PROBLEM DESCRIPTION - Convert all of the data below into a numbered list, one item per line, with blank lines omitted.

THE RECORDS -
────────
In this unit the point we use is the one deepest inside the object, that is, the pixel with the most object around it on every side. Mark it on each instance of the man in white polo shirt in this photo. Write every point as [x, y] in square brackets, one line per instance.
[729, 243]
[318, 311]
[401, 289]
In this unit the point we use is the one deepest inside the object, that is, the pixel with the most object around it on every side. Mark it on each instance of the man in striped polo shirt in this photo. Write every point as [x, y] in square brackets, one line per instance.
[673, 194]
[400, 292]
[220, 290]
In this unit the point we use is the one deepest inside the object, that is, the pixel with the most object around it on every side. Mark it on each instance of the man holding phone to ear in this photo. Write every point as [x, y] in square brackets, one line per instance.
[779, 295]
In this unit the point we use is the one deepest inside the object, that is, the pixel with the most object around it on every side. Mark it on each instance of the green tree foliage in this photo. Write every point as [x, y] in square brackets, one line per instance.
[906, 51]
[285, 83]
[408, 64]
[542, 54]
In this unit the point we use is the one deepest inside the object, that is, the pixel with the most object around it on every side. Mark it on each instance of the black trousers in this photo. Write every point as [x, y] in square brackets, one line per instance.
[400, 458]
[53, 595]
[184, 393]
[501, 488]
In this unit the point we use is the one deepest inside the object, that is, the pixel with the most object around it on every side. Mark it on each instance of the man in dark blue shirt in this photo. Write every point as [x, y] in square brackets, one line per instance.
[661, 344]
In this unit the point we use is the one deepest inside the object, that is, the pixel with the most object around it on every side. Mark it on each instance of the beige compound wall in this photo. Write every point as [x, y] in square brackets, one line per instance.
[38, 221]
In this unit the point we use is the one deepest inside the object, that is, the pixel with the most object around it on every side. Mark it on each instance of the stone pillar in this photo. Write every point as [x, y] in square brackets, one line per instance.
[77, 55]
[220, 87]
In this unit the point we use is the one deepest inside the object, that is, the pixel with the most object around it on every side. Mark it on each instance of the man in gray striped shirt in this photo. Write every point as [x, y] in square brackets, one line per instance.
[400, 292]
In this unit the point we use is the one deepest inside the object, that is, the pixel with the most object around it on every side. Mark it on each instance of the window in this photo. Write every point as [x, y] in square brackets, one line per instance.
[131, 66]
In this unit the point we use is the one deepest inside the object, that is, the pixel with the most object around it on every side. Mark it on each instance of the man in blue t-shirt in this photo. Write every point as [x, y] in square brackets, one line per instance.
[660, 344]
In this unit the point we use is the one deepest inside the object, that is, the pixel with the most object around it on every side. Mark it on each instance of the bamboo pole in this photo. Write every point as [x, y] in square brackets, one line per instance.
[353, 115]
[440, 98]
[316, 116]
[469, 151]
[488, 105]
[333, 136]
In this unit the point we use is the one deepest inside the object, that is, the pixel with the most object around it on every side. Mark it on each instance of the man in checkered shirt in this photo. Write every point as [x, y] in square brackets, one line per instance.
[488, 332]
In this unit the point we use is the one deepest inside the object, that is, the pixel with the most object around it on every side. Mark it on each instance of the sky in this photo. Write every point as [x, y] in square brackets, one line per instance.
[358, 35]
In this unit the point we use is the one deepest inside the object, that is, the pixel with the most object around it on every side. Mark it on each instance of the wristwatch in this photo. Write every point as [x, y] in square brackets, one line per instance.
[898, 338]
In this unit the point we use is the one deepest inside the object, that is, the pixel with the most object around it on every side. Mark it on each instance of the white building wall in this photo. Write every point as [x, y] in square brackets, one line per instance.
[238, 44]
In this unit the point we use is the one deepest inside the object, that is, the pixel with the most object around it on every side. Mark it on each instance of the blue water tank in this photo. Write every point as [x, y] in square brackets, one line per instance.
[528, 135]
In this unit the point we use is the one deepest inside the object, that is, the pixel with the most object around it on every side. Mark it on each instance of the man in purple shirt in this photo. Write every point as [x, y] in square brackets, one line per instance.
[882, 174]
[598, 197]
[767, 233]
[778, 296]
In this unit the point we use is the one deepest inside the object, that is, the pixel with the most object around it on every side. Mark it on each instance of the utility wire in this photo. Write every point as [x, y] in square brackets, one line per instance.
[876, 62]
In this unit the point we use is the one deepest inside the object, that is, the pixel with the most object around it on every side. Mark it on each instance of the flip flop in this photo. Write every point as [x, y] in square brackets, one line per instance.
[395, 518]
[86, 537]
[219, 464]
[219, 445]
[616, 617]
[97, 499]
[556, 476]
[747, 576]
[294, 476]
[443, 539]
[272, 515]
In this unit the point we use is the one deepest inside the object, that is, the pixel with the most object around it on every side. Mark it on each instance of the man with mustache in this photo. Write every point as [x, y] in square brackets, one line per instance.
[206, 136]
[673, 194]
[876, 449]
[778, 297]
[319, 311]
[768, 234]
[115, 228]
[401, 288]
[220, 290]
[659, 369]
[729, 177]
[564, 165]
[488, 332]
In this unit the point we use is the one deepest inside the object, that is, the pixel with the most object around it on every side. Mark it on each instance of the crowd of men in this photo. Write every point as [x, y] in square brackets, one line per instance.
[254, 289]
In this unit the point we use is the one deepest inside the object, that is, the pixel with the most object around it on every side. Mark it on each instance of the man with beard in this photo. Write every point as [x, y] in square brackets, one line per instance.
────────
WRITTEN SOLUTION -
1. In this unit the point we use is the one deepest inside the object, that is, the pixel with the most object around it on every side. Mark it on each instance of the man in white polo shirt in this photo. Write every point as [x, y] in square brackets, one line per instance.
2. [729, 243]
3. [318, 311]
4. [401, 289]
5. In this unit the point we use is the one deepest inside the object, that is, the pixel with the most object around it on every side. Mark it on each instance of the man in striped polo shirt in this photo. Write every point as [x, y] in square brackets, one line per instance.
6. [673, 194]
7. [400, 292]
8. [220, 290]
9. In this unit the point we use is the one deepest inside the object, that is, the pixel with the most object around it on every side. Mark it on each instance of the man holding phone to ear in this photo. Write every point as [x, y] in square brackets, one line per instance.
10. [779, 295]
11. In this unit the point we use is the one deepest inside the object, that is, the pixel with the most object around it on every side. Mark it on each instance of the green tree foliage in this photo. Write every point as [x, y] in square brackets, one line per instance.
12. [906, 51]
13. [285, 83]
14. [408, 64]
15. [542, 54]
16. In this unit the point we use is the one deepest inside the object, that is, the pixel with the most object around it on every side. Mark it on each instance of the black trousers in this photo. Write every point as [x, y] in square brackets, one line per instance.
17. [400, 458]
18. [53, 595]
19. [184, 393]
20. [501, 488]
21. In this unit the point we use is the one deepest inside the object, that is, the pixel with the most object around it on every side. Mark it on each instance of the man in dark blue shirt in this photo. Write every point as [x, y] in square brackets, one line per instance.
22. [661, 344]
23. In this unit the point we use is the one deepest inside the object, that is, the pixel with the most object around it on every side. Mark it on each instance of the beige compound wall in this photo. Write every point as [x, y] in square brackets, one line per instance.
24. [38, 221]
25. In this unit the point we use is the one deepest inside the object, that is, the pixel with the most object around it on every side. Mark it on each instance of the stone pillar in this photo. Write every point as [x, y] in square brackets, one line per instance.
26. [77, 55]
27. [220, 87]
28. In this unit the point we use is the one deepest inside the object, that is, the pixel with the most object around it on every side. Mark it on each instance of the man in gray striped shirt in this photo. Write every point as [x, y] in square brackets, one line per instance.
29. [400, 292]
30. In this unit the point we use is the one deepest inside the object, that is, the pixel with the most object around it on every side. Mark it on each instance of the window in this photo. Write every point as [x, y] in square brackets, one line per instance.
31. [131, 66]
32. In this unit the point we use is the one deepest inside the object, that is, the pixel with the most object around it on every side. Mark it on each instance of the man in blue t-shirt in this photo. Write every point as [x, y] in square brackets, one line per instance.
33. [660, 344]
34. In this unit the point we use is the one deepest inside the object, that is, the pixel with the most object around it on every side. Mark it on each instance of the bamboo pole in this photo. Write every point as [x, y] in square brackets, one line per instance.
35. [353, 115]
36. [440, 98]
37. [316, 116]
38. [469, 151]
39. [488, 105]
40. [333, 136]
41. In this unit the point we use is the one deepest inside the object, that is, the pixel with the most object around it on every side. Mark it on each instance of the man in checkered shirt in this photo. Write every point as [x, y] in square brackets, one line per instance.
42. [488, 332]
43. In this unit the point we use is the one deepest inside the object, that is, the pixel with the most object around it on every side. Mark it on each instance of the sky in this photo. Write every point as [x, y] in square brackets, one line per instance.
44. [358, 35]
45. In this unit the point we use is the one deepest inside the object, that is, the pixel with the most object around it on every side. Mark it on each instance of the wristwatch in this photo. Write every point as [x, y] in square brackets, one line per instance.
46. [898, 338]
47. In this unit the point we use is the one deepest inside the object, that is, the pixel with the most object around it on every side. Mark it on each instance of the white building wall in this photo. Write every point as [x, y] in square brackets, one line per instance.
48. [238, 44]
49. In this unit the point we use is the one deepest inside the object, that is, the pixel with the most object around it on every side. Mark it on each instance of the blue water tank in this photo. Write every point as [x, y] in square brackets, one line per instance.
50. [528, 135]
51. In this unit the point we use is the one deepest inside the object, that is, the pixel with the most object around it on every side. Mark it on each instance of the man in purple shirt in this photo. Write every point as [x, y] in square brackets, one line per instance.
52. [882, 174]
53. [598, 197]
54. [767, 233]
55. [778, 296]
56. In this unit the point we use is the one deepest inside the object, that is, the pixel with the most object around it on every side. Mark it on each instance of the utility wire in this photo. Write every point as [x, y] in square brackets, one line per instance.
57. [876, 62]
58. In this unit the point we use is the one deepest inside the object, that is, the pixel with the most object around it on every side. Mark it on each instance of the flip flop in this photo. Write every point as [x, y] in square brackets, one line per instance.
59. [395, 518]
60. [86, 537]
61. [219, 464]
62. [219, 445]
63. [616, 617]
64. [97, 499]
65. [556, 476]
66. [747, 576]
67. [294, 476]
68. [443, 539]
69. [272, 515]
70. In this unit the point we use is the one deepest inside the object, that is, the pixel with the most object around it on every side. Mark it on each instance of the man with mustache in this photo. Write every point as [x, y] in square brackets, one line per instance.
71. [206, 136]
72. [673, 194]
73. [876, 449]
74. [778, 297]
75. [319, 311]
76. [768, 234]
77. [115, 228]
78. [401, 288]
79. [220, 290]
80. [659, 369]
81. [729, 177]
82. [564, 165]
83. [488, 332]
84. In this unit the point we use is the one deepest inside the object, that is, the pixel with the most object around it on every side. Mark it on each instance of the crowd of men in this photo. Write every point as [x, y] in square brackets, one line per instance.
85. [254, 289]
86. In this unit the point we use is the one deepest inside the object, that is, the pixel with the most object around it on every side. Mark it on each instance of the man with beard in this photo. Write every point as [x, y] in square brackets, one line per instance.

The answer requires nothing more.